▶ _Provided material_
%%

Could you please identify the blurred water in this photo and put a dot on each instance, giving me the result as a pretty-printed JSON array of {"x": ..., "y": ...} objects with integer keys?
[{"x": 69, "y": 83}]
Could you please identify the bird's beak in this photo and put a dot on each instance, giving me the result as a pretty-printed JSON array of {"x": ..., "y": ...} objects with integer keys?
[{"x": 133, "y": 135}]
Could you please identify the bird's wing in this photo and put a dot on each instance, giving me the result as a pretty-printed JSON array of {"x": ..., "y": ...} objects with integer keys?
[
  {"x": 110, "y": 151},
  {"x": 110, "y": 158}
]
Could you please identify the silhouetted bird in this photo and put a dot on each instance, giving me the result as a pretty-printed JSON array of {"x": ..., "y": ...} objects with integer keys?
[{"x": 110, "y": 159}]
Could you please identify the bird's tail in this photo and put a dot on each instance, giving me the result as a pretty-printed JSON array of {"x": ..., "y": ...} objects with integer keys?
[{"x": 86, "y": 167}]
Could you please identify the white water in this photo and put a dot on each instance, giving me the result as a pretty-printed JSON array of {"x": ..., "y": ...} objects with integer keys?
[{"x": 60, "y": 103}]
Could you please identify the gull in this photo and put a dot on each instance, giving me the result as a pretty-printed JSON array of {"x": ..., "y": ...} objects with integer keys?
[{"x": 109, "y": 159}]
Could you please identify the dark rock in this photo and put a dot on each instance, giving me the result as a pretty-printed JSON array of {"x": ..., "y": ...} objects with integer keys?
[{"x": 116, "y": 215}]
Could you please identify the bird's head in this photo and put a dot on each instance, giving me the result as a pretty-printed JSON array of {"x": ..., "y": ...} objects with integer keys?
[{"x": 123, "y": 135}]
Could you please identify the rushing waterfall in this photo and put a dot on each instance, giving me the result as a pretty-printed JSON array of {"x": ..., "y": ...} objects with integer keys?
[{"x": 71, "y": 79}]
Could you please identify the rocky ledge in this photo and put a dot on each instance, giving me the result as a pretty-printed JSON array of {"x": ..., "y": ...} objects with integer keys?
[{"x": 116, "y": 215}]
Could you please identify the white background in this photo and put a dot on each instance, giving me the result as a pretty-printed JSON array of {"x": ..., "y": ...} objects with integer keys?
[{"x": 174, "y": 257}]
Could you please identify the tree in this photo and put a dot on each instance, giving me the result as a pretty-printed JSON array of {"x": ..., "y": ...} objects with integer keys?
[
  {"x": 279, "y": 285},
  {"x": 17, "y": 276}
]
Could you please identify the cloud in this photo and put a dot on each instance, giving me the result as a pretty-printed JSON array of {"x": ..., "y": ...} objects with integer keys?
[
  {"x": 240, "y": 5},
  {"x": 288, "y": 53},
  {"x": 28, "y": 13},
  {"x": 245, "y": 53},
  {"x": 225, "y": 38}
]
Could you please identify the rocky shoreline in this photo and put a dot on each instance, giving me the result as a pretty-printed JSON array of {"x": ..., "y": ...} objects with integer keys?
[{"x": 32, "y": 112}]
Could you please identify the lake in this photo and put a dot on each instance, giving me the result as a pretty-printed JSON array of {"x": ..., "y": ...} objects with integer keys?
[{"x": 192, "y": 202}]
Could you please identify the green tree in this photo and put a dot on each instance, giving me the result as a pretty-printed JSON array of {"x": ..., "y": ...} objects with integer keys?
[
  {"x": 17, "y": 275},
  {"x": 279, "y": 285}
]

%%

Write out once more the lines above beginning at the line with "Could you please identify the white background"; continue through the final line and stop there.

▶ _Full output_
Could you please identify the white background in this photo and put a dot on each instance, giving me the result as a pretty-printed JSON array of {"x": ..., "y": ...} objects with integer keys?
[{"x": 174, "y": 257}]
Could you please identify the tree in this photo and put a dot on each instance, giving me the result as a pretty-printed JSON array of {"x": ..., "y": ...} objects with integer keys?
[
  {"x": 279, "y": 285},
  {"x": 17, "y": 276}
]
Could you please identify the cloud in this photo and put a dot on each instance, giving me the result as a pretty-printed JSON array of {"x": ..., "y": ...} objects with integer keys?
[
  {"x": 240, "y": 5},
  {"x": 288, "y": 53},
  {"x": 28, "y": 13},
  {"x": 245, "y": 53},
  {"x": 225, "y": 38}
]
Could you please identify the rocky shoreline in this photo and put a dot on each instance, giving me the result as a pretty-printed JSON array of {"x": ..., "y": ...} objects with integer keys?
[{"x": 32, "y": 112}]
Could you please identify the lake in this photo and put a dot on each instance, giving me the result as a pretty-printed JSON array of {"x": ..., "y": ...} objects with integer keys?
[{"x": 192, "y": 202}]
Could you please identify the green tree in this photo and put a dot on each instance, giving me the result as a pretty-printed JSON array of {"x": ..., "y": ...} objects with integer keys?
[
  {"x": 17, "y": 275},
  {"x": 279, "y": 285}
]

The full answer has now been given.